PASSAGE.
----
Leadership..

Since childhood, I have been deemed the leader. I’m the eldest, first born daughter of four children. That implied, in my parents eyes, I’m the leader.

Outside of birthright, I never felt like the leader or understood what a leader was to be like. My parents, in good faith, I’m presuming, meant well, but did not prepare me for leadership. I was thrusted into a role and responsibilities, because that’s just the way it was to be.

I failed miserably as the leader. I did not have support from my parents when I was not able to harness leadership over my very unruly siblings. I was severely punished for not getting something correct the first time, and shamed when asking for guidance or help.

I learned from that experience that a “leader” never asks, they just know. And since I’m a leader, I better know and know it fast.
----
EXERCISE TASKS.
**1)** Answer these questions using the essay on leadership:
(a) What place does the writer hold among the parents' children?
(b) What word does the writer use to describe the siblings?
(c) According to the lesson the writer learned, what does a "leader" never do?
**2)** The paragraph of the essay on leadership that begins "I failed miserably as the leader" describes how the writer was treated. List each form of treatment it names.

DATA.
----
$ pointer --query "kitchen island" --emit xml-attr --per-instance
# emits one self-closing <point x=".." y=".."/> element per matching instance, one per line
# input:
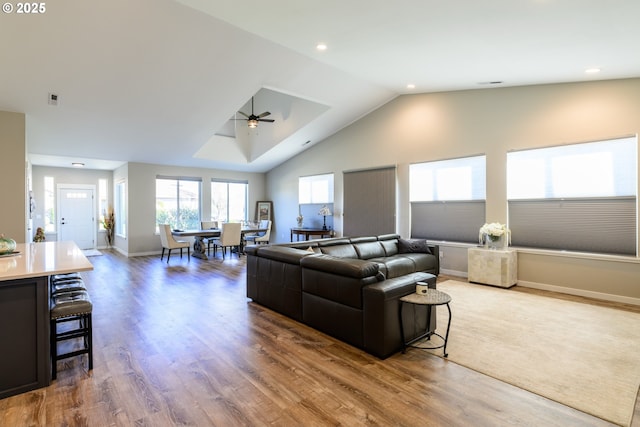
----
TASK-BY-TASK SOLUTIONS.
**1)**
(a) The eldest, first-born daughter of four children.
(b) Unruly ("very unruly").
(c) Ask.

**2)**
- No support from the parents when the writer could not control the siblings
- Severe punishment for not getting something right the first time
- Shaming when asking for guidance or help